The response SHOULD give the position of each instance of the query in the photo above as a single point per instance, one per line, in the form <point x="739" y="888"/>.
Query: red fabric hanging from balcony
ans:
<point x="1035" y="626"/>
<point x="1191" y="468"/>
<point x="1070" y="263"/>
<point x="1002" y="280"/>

━━━━━━━━━━━━━━━━

Reproduce every line of the items above, including the request wording, but shift each x and y coordinate in the answer points up by 52. Leave all other numbers, including those in the sample point format, unchanged.

The response SHOULD give the position of each instance of the query in the photo above as a single point per instance, one per line, in the form <point x="739" y="888"/>.
Query: red fabric hanging from balcony
ans:
<point x="1087" y="678"/>
<point x="1243" y="520"/>
<point x="1122" y="315"/>
<point x="1054" y="332"/>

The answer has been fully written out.